■ Exercise materials ■

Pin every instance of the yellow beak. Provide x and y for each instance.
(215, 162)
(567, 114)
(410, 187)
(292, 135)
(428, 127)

■ Direction ■
Turn the listing above into a JSON list of strings, with one string for each line and no blank lines.

■ Exercise answer ■
[
  "Pin every instance of the yellow beak. Provide x and y for each instance.",
  "(215, 162)",
  "(567, 114)",
  "(410, 187)",
  "(292, 135)",
  "(428, 127)"
]